▶ **Provided information**:

---

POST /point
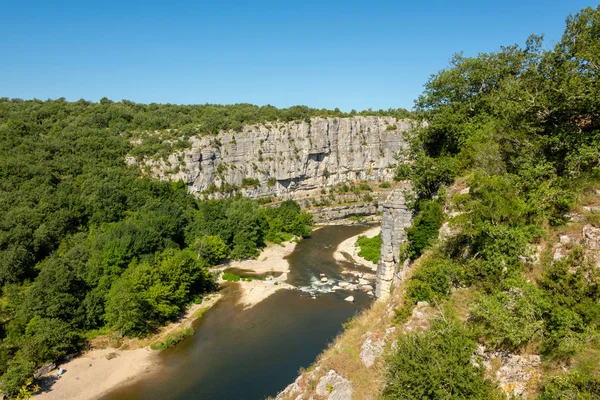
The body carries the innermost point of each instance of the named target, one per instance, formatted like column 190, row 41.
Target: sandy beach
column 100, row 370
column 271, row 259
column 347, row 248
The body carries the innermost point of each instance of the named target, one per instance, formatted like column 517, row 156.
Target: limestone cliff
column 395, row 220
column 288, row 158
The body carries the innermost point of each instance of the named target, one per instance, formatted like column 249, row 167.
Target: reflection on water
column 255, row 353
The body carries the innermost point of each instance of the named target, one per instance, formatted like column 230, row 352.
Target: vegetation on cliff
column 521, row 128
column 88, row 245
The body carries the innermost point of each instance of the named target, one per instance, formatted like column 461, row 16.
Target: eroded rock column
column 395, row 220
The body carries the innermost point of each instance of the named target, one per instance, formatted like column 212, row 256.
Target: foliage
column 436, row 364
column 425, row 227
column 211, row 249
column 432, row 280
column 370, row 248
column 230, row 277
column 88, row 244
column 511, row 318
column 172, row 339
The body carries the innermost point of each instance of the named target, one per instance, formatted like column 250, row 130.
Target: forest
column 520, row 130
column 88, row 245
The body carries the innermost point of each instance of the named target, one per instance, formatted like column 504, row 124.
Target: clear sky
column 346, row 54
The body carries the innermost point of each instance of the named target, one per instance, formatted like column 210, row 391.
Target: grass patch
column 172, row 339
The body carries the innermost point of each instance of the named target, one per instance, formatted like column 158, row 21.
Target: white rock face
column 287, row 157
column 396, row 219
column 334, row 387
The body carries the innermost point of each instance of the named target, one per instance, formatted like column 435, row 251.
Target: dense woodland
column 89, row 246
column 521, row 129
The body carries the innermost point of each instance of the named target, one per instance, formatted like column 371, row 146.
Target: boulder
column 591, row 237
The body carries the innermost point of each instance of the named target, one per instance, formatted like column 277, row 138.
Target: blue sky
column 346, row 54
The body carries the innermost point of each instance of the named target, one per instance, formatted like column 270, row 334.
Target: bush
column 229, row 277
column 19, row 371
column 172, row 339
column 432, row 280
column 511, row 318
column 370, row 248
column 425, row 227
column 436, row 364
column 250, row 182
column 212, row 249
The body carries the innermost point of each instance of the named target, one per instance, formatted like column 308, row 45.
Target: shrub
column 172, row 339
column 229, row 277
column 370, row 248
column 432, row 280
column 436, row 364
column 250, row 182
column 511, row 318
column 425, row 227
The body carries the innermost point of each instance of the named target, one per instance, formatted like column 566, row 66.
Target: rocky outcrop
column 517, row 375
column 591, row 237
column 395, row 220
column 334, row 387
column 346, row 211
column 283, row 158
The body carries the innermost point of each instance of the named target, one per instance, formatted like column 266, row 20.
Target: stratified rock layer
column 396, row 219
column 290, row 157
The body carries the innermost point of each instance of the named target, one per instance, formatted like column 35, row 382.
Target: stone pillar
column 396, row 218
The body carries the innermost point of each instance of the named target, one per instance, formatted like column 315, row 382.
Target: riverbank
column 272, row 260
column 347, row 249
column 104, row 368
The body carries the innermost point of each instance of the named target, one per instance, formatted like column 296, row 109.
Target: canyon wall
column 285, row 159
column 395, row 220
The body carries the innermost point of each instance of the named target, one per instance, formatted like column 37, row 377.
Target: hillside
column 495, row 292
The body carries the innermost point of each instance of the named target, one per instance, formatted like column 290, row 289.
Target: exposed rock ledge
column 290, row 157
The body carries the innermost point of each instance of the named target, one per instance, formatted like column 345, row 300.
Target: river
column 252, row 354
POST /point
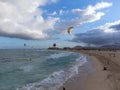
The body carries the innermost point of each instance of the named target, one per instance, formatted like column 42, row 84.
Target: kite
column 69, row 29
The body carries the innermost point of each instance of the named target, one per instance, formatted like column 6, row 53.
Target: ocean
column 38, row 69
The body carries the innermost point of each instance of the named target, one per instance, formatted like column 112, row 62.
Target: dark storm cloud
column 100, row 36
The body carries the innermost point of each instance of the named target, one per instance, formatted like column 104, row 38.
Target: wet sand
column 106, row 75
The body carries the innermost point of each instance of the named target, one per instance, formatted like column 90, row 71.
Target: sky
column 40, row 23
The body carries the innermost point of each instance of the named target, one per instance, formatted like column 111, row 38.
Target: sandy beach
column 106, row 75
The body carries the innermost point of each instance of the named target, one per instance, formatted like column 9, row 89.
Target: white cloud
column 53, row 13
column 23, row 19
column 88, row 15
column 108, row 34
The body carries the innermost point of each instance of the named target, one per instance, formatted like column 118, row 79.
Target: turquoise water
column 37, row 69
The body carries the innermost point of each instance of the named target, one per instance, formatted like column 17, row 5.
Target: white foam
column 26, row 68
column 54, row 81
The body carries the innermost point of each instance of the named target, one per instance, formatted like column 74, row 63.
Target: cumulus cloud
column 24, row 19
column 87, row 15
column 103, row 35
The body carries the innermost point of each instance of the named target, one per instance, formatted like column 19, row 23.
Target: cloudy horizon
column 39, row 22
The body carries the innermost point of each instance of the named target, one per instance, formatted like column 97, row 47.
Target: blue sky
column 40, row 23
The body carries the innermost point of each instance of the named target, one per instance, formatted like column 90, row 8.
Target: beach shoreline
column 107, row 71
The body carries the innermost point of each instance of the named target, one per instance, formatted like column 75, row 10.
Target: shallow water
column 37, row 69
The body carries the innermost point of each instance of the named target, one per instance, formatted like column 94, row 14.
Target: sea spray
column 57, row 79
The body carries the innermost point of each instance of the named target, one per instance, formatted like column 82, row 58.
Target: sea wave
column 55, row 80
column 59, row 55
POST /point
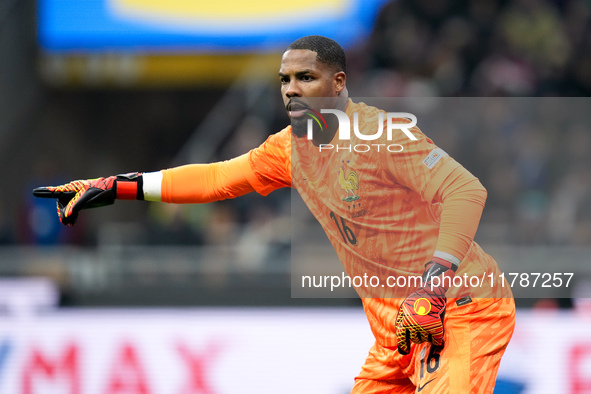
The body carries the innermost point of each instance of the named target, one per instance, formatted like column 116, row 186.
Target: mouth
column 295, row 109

---

▶ **Short task**: Reproduce everything in the material from its first line down to the line containing "column 255, row 353", with both of those lines included. Omit the pictures from your answer.

▶ **Answer below**:
POST /point
The body carries the innermost point of each instance of the named target, one per instance, formatted like column 190, row 41.
Target: sandy beach
column 100, row 370
column 271, row 259
column 347, row 248
The body carries the innermost point of each instance of the named target, one per instance, formatted like column 517, row 156.
Target: limestone cliff
column 395, row 220
column 288, row 158
The body carries the innermost point of each instance of the named target, one per instance, formatted like column 249, row 167.
Target: reflection on water
column 255, row 353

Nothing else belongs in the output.